Turn every line of the records below into a numbered list, leaving out any blank lines.

------------------------------------------------------------------------

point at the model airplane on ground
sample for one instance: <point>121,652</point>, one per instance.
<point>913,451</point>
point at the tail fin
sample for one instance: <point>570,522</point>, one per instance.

------------------------------------------------------------------------

Output of the task:
1. point at the model airplane on ground
2. sample for one instance: <point>121,652</point>, one per instance.
3. <point>913,451</point>
4. point at the tail fin
5. sample for one instance: <point>570,522</point>, one per instance.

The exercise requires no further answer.